Entries from a pointing dataset
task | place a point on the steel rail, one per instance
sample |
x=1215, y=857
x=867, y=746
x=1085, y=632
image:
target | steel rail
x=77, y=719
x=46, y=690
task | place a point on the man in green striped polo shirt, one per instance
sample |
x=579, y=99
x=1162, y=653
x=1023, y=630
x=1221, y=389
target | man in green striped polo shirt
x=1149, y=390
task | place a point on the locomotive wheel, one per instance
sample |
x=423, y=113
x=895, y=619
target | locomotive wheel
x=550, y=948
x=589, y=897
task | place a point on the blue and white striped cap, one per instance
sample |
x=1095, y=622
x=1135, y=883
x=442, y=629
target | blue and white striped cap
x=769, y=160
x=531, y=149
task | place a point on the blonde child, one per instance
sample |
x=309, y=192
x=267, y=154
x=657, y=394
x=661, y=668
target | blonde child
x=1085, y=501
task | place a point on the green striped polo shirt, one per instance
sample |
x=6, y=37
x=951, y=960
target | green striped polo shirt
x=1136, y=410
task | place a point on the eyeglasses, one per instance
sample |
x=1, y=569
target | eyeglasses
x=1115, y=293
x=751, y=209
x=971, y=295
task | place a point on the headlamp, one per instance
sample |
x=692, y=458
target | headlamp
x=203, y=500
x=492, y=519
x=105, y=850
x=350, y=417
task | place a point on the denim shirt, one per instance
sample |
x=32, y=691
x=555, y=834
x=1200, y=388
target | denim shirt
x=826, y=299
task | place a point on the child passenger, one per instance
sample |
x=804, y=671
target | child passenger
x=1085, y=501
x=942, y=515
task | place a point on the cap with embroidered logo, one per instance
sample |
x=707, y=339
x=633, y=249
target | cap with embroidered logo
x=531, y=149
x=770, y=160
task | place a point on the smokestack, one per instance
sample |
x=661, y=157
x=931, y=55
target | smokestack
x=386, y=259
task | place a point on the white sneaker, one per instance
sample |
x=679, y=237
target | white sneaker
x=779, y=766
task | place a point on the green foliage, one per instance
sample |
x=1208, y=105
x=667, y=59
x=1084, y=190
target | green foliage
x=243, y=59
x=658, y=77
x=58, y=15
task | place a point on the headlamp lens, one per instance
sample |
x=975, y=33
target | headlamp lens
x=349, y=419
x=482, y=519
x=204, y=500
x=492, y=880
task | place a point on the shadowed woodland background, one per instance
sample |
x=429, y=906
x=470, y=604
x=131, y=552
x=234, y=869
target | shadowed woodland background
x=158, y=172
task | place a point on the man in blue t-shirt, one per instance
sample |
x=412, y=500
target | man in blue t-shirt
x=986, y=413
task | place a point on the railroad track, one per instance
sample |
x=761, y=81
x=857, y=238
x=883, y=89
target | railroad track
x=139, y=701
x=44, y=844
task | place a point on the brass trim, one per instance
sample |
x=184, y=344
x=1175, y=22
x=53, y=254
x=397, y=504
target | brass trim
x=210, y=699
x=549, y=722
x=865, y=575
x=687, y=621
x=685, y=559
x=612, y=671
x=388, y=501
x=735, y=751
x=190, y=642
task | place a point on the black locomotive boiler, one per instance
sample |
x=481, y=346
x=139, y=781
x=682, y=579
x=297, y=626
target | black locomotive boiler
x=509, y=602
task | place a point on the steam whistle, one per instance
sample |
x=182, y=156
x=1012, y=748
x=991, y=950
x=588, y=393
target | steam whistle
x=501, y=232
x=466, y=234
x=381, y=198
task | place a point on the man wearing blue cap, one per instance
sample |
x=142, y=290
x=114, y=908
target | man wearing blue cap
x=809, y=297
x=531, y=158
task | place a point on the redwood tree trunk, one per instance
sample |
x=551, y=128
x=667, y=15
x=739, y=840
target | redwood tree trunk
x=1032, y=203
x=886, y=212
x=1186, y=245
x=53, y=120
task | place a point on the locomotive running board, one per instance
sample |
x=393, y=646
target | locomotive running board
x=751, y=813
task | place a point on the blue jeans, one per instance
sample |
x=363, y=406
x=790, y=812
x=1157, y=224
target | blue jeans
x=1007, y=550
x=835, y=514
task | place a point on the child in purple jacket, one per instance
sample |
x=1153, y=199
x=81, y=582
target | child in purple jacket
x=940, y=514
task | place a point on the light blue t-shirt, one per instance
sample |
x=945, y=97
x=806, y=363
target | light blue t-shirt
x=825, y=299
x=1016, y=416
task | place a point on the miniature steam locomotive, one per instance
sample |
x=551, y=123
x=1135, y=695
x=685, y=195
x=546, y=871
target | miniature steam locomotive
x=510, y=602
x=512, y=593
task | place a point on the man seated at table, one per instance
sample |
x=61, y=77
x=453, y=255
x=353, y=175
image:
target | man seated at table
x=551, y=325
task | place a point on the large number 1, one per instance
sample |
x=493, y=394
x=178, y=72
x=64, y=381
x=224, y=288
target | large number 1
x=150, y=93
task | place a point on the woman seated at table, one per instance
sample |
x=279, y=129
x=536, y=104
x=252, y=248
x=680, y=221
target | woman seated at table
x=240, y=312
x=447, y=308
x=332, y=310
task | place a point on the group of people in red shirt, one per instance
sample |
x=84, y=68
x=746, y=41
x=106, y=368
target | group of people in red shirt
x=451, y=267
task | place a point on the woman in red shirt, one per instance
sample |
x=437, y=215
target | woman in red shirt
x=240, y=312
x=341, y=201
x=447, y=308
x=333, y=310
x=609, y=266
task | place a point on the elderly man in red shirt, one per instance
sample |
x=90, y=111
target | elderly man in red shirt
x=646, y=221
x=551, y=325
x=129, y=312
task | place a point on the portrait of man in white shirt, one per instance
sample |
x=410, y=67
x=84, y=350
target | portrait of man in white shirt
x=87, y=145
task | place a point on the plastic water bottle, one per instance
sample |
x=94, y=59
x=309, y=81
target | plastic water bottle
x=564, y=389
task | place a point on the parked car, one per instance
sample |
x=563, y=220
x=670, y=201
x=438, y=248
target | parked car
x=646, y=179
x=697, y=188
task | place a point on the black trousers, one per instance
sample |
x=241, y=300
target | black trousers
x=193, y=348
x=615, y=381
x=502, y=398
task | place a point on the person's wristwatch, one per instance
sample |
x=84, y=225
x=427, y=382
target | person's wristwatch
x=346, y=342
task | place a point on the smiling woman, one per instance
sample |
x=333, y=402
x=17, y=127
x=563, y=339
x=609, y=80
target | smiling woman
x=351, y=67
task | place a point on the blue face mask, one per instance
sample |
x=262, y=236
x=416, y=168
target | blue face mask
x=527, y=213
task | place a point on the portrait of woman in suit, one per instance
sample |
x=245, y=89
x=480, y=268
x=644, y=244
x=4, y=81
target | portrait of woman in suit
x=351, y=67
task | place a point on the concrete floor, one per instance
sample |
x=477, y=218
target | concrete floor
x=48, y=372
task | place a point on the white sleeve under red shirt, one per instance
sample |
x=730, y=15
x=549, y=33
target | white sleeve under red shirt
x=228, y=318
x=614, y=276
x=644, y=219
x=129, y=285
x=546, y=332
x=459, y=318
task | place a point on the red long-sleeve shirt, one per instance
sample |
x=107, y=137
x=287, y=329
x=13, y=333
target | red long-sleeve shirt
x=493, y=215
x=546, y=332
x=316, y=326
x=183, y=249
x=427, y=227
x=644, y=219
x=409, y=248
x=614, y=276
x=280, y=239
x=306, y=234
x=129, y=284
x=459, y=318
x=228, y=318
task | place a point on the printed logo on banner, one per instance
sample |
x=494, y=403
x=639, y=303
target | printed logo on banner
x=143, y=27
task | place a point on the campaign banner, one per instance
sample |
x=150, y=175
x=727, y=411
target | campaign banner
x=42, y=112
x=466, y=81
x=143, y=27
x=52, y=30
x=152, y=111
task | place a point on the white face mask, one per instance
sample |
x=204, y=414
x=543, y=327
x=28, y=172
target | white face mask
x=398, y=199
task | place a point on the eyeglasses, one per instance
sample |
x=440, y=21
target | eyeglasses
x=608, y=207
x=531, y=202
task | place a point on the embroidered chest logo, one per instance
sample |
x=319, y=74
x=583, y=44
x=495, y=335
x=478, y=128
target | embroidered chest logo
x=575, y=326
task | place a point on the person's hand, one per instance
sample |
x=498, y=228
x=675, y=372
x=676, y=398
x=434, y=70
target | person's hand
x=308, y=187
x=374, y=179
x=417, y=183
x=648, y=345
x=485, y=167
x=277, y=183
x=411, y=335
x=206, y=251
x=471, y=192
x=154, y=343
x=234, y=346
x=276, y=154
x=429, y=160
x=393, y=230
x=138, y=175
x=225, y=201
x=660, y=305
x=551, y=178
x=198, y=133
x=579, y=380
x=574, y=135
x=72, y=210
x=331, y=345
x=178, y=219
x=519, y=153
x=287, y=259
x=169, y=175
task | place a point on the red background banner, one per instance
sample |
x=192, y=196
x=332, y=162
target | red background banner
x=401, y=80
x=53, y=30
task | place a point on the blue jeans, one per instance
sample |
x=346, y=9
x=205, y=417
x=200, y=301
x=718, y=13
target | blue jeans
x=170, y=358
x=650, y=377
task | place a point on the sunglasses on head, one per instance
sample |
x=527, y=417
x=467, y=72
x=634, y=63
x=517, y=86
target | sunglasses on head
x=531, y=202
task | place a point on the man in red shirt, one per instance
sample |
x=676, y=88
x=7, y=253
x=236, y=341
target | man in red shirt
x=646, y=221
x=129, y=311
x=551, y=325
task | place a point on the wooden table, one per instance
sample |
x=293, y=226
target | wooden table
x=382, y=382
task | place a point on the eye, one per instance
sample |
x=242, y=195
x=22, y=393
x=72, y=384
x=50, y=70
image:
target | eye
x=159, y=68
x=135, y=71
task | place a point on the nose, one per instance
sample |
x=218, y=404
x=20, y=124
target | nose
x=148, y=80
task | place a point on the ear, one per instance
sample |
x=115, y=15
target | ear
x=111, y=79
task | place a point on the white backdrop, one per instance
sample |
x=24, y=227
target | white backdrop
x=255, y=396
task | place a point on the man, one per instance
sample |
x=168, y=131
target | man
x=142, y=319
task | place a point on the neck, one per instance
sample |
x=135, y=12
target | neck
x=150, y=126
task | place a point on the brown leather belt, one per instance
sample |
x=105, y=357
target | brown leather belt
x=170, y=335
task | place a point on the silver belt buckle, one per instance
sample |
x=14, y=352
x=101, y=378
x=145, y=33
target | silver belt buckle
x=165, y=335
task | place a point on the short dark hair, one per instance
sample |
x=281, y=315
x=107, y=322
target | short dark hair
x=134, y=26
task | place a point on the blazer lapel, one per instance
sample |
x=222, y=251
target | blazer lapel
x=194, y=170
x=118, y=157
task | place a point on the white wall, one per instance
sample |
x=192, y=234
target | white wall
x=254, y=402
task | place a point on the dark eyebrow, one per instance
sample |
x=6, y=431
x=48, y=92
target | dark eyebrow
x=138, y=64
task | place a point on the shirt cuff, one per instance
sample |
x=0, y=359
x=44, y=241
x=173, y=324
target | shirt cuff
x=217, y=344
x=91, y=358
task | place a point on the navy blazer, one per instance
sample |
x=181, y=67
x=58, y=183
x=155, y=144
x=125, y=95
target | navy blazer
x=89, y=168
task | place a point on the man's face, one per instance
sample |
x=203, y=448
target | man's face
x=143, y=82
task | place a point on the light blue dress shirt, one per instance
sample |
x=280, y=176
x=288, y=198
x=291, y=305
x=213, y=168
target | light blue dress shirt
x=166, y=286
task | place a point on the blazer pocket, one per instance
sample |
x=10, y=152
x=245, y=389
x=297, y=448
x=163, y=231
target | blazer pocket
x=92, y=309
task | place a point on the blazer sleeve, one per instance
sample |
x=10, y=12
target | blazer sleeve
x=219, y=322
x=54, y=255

TASK TO CARRY OUT - Retype, with no changes, the stretch of the entries above from the line that contains "task | place a point on the large" through the line that contains "x=609, y=266", including both of those lines.

FULL OUTPUT -
task | place a point on the large number 1, one per instance
sample |
x=493, y=394
x=178, y=72
x=64, y=381
x=224, y=288
target | large number 1
x=150, y=93
task | place a point on the woman seated at table, one per instance
sample |
x=279, y=129
x=536, y=104
x=252, y=248
x=680, y=221
target | woman seated at table
x=240, y=312
x=447, y=308
x=332, y=310
task | place a point on the group of people in red shirt, one per instance
sample |
x=84, y=68
x=746, y=41
x=106, y=368
target | group of people in red shirt
x=451, y=267
task | place a point on the woman in red shirt, one per instance
sample |
x=437, y=215
target | woman in red shirt
x=240, y=312
x=341, y=201
x=447, y=308
x=333, y=310
x=609, y=266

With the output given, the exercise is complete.